• Problem requirements
Rescale the bounding-box coordinates in the answers by 0.95, rounding each result to a whole number with halves rounded up. Rewrite every line of the listing below from the line with "Scan the image above for pink tinsel." to the line with "634;239;723;289", both included, leaving the requests and their format samples unchanged, and give only those lines.

--- Begin Excerpted data ---

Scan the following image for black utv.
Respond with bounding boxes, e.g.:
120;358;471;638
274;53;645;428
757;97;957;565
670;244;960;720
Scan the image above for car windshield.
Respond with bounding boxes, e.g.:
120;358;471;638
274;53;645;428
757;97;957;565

--- End Excerpted data ---
--- Begin Excerpted data ---

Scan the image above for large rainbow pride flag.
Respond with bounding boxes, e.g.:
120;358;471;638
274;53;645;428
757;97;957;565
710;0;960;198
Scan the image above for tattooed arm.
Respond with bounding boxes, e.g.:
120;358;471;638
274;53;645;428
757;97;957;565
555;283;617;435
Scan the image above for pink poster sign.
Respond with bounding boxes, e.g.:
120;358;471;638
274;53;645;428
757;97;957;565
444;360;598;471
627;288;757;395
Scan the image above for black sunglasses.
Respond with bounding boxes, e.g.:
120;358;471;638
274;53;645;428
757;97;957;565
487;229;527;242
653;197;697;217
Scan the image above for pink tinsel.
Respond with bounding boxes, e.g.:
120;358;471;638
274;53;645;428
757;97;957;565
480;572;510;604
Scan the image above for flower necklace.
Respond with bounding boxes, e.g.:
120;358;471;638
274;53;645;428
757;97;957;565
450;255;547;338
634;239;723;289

--- End Excerpted data ---
--- Begin Excerpted data ---

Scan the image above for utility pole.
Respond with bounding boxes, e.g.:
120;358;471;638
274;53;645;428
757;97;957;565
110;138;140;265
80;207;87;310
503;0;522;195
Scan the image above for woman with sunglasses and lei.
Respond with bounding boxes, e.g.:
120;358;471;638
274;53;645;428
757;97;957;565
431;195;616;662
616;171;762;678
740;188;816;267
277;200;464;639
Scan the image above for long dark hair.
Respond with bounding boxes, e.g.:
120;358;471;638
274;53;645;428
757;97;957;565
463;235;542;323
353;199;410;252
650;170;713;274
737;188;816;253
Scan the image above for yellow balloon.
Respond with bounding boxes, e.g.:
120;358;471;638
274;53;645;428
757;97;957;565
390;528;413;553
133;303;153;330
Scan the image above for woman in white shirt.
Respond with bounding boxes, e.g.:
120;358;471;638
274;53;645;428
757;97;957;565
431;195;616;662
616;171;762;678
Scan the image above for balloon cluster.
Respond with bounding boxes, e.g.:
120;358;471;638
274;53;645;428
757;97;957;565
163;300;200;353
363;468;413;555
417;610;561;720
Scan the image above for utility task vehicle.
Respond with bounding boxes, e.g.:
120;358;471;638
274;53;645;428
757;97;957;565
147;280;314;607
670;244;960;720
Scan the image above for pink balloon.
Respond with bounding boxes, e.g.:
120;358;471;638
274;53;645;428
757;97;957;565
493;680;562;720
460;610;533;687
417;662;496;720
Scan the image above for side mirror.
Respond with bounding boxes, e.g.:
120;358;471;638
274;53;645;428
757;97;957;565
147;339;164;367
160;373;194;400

--- End Excerpted data ---

• The reply
Scan the image above for pink tinsel.
Respond with bounding boxes, e.g.:
120;358;471;638
274;53;645;428
757;97;957;565
456;543;485;574
Scan the image above for flower necklace.
Respond with bounding boxes, e.g.:
120;358;471;638
274;53;645;428
757;97;957;565
428;242;520;321
602;227;687;275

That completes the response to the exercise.